Le grandi multinazionali

Fonti: TRECCANI / BBC

Le multinazionali sono imprese di grandi dimensioni, la cui proprietà e direzione si trovano in un paese, mentre spesso gli impianti di produzione e le strutture di distribuzione sono dislocati in paesi diversi, e le cui decisioni hanno quindi peso politico ed economico anche fuori dal paese d’origine.

Alcuni dei più grandi marchi di vendita per quel che riguarda tecnologia, logistica, cibo, caffè e bevande analcoliche sono multinazionali, come ad esempio Coca-Cola, Nestlé, PepsiCo e Amazon. Queste aziende spesso adattano i propri prodotti per soddisfare i consumatori nei diversi paesi mantenendo il proprio marchio riconoscibile in tutto il mondo. Tale strategia economica è nota anche come “glocalizzazione“.

◆ ◆ ◆

## [Obiettivo a]
Trascrivi il passo del testo sulle multinazionali da "Fonti: TRECCANI /" a "dal paese d’origine.", senza alcuna modifica.
Il testo sulle multinazionali e l'elenco provengono da fonti diverse.

## [Righe di dati]
◆ ◆ ◆

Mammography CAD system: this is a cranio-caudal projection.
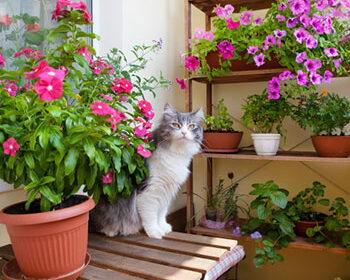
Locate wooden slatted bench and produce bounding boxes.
[0,232,244,280]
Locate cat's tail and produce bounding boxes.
[89,191,142,236]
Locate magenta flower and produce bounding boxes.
[239,11,253,25]
[176,78,187,89]
[273,29,287,38]
[276,14,286,21]
[310,72,322,85]
[226,18,239,29]
[287,18,298,28]
[137,144,152,158]
[185,56,199,71]
[204,31,215,41]
[102,169,114,184]
[323,70,333,84]
[217,40,235,60]
[99,93,113,101]
[254,53,265,67]
[4,82,18,97]
[34,77,63,102]
[297,70,308,86]
[304,59,322,72]
[0,52,6,67]
[2,137,20,157]
[333,58,342,69]
[324,48,339,57]
[194,28,205,39]
[295,52,307,63]
[248,46,259,54]
[90,101,115,116]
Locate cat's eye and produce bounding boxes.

◆ ◆ ◆

## [Obiettivo b]
Estrai dall'elenco tutte le righe che contengono la parola "produce", distinguendo tra maiuscole e minuscole.

## [Risposta svolta a]
Fonti: TRECCANI / BBC

Le multinazionali sono imprese di grandi dimensioni, la cui proprietà e direzione si trovano in un paese, mentre spesso gli impianti di produzione e le strutture di distribuzione sono dislocati in paesi diversi, e le cui decisioni hanno quindi peso politico ed economico anche fuori dal paese d’origine.

## [Risposta svolta b]
Locate wooden slatted bench and produce bounding boxes.
Locate cat's tail and produce bounding boxes.
Locate magenta flower and produce bounding boxes.
Locate cat's eye and produce bounding boxes.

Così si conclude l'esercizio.